▶ Task directions
Collect every line from the rows below that contains the word "marker". Case counts.

+-------+

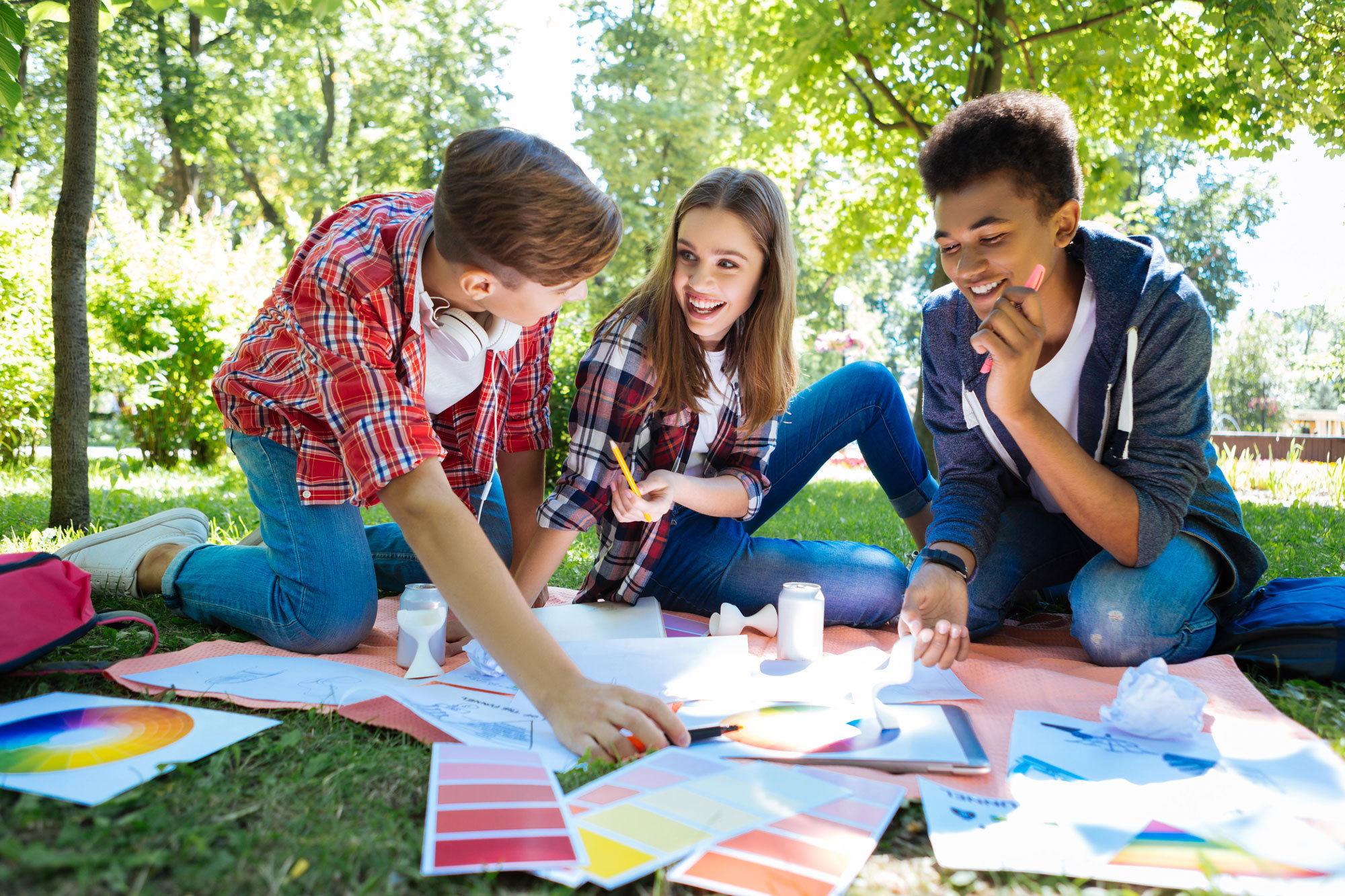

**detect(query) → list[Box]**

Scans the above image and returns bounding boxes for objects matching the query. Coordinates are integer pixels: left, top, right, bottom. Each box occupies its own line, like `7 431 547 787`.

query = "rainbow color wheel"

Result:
1111 821 1325 879
0 705 192 774
720 704 901 754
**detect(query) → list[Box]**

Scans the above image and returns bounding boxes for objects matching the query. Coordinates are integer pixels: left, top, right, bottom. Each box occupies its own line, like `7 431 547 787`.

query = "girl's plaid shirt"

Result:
537 312 776 603
211 190 555 506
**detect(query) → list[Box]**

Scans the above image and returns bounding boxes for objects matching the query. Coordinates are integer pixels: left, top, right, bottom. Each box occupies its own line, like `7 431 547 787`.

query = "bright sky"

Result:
499 0 1345 311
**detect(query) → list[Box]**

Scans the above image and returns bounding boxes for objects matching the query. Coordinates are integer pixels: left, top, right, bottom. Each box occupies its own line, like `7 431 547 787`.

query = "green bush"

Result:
546 311 592 486
89 196 284 469
0 214 52 464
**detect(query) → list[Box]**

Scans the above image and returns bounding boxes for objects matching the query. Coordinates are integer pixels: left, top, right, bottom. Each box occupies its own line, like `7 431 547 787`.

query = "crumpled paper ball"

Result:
1098 657 1205 740
463 638 504 678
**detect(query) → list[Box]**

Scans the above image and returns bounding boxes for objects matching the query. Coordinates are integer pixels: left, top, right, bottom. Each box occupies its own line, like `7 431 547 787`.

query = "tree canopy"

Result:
668 0 1345 266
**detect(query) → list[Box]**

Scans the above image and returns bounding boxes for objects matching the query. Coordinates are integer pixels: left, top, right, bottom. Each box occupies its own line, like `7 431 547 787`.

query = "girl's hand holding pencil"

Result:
612 470 682 522
607 438 678 522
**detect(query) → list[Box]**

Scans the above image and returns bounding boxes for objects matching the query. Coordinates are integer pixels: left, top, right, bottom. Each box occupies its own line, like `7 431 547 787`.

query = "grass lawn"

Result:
0 460 1345 896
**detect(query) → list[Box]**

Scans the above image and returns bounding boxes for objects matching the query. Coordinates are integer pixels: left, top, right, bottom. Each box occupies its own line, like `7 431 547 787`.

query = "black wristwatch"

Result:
920 548 967 581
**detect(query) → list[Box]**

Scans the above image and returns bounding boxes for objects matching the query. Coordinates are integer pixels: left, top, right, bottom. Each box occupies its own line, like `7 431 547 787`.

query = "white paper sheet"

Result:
126 654 425 706
1009 710 1345 834
533 598 666 641
0 692 280 806
737 647 981 704
490 635 757 710
390 693 578 771
1009 710 1219 795
920 778 1345 896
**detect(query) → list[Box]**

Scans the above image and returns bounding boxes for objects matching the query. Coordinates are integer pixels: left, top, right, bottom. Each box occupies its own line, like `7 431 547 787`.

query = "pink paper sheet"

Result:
106 588 1317 798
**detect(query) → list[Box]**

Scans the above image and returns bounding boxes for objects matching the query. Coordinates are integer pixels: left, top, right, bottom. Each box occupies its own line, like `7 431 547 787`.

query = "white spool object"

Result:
397 608 448 678
850 635 916 729
776 581 826 662
710 604 780 638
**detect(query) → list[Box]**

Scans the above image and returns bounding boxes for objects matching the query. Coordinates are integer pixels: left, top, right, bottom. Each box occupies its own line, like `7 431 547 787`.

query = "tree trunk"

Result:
48 0 98 529
155 13 200 210
963 0 1007 102
313 40 336 168
0 43 28 211
225 137 295 255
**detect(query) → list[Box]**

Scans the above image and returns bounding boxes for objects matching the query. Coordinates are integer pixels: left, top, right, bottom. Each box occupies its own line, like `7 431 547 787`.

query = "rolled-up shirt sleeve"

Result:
292 273 445 505
714 417 780 522
537 321 644 532
500 313 558 454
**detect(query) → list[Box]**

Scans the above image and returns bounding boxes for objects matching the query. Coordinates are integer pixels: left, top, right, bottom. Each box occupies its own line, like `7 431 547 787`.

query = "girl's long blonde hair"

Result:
597 168 799 429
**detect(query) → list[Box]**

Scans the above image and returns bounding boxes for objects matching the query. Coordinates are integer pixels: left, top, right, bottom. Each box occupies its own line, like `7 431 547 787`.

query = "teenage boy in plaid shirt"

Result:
59 128 686 758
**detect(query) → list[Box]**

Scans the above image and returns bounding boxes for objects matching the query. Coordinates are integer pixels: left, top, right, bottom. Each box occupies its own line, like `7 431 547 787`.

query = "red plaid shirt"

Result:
211 190 555 506
537 313 777 604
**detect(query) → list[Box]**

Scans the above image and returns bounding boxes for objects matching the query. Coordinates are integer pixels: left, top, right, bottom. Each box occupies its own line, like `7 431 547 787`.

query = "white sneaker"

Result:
56 507 210 598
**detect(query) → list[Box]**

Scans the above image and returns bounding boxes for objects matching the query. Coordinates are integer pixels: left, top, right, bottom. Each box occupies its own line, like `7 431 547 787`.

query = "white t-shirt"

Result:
1028 276 1098 514
416 225 486 414
683 351 729 477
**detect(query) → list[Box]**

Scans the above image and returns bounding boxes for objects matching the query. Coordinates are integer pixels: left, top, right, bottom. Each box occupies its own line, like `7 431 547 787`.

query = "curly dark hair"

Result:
920 90 1084 219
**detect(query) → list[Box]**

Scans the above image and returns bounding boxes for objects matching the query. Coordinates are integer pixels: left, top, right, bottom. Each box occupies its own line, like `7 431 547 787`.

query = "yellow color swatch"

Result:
584 803 709 853
640 787 765 833
580 827 654 877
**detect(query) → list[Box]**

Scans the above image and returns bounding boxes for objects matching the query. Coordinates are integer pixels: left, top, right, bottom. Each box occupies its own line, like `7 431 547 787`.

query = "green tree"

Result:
671 0 1345 268
1103 132 1276 324
574 0 738 313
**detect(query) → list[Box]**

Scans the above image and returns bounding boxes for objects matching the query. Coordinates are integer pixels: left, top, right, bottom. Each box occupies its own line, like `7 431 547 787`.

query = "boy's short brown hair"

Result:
434 128 621 288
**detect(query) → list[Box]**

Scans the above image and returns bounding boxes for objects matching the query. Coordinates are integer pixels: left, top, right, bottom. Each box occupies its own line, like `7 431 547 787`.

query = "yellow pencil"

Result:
607 438 654 522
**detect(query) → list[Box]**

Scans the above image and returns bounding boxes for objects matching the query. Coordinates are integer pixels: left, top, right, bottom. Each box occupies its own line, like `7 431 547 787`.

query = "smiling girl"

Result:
515 168 935 626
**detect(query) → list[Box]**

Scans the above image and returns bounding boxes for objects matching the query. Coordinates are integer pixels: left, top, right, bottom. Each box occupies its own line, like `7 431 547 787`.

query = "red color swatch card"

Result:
667 768 907 896
421 744 588 874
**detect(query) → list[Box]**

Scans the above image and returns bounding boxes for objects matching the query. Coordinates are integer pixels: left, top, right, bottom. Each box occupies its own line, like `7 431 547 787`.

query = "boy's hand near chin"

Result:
971 286 1046 419
897 563 971 669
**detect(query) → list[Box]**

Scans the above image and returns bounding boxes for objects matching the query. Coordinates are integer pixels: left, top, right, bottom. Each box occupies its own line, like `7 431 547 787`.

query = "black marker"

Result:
686 725 742 744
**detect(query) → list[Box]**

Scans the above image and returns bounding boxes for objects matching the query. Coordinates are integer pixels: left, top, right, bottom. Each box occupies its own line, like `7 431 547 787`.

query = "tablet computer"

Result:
678 701 990 775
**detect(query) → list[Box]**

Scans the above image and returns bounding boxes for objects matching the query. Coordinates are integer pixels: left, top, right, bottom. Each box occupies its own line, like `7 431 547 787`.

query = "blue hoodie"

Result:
921 223 1267 619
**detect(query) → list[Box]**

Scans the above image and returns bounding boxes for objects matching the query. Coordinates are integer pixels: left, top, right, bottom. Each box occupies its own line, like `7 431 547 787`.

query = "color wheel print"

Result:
720 704 901 754
0 706 192 774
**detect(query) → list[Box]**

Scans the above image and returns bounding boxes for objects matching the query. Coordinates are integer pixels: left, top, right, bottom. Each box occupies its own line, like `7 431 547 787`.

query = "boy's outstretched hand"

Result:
538 676 691 762
897 563 971 669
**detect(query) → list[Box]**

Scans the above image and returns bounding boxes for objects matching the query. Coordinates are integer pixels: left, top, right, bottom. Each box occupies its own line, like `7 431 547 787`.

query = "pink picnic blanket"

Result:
106 588 1317 797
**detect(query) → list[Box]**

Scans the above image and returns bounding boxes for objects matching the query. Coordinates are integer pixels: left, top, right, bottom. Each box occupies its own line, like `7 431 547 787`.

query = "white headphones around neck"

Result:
425 296 523 360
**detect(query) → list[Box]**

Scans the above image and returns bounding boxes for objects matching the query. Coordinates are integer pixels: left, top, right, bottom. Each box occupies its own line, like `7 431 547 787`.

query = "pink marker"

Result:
981 265 1046 372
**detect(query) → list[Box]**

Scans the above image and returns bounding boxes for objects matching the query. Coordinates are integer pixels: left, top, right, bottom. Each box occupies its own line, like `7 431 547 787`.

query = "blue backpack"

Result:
1209 576 1345 681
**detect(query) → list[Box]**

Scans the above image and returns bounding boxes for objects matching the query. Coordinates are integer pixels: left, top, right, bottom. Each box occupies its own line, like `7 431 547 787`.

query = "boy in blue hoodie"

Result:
900 91 1266 669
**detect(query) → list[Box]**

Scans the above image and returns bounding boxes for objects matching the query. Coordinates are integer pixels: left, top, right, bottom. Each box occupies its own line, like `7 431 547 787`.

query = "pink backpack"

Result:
0 552 159 676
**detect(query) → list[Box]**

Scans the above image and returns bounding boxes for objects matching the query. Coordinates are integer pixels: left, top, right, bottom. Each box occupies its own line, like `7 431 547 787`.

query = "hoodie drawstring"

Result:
1116 327 1139 460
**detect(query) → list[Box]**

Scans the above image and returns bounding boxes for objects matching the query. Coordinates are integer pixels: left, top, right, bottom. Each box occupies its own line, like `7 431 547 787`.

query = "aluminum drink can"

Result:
776 581 826 662
397 583 448 669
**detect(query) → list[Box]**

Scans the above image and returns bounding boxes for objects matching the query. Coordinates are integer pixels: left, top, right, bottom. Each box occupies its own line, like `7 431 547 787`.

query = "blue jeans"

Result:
163 430 512 654
967 499 1221 666
643 362 936 627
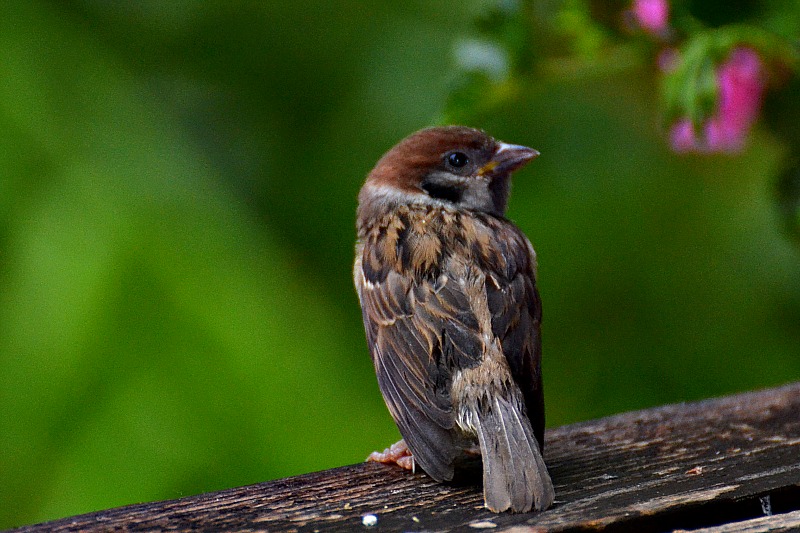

+-------+

▶ Correct result
query = "black marker"
query = "pink marker"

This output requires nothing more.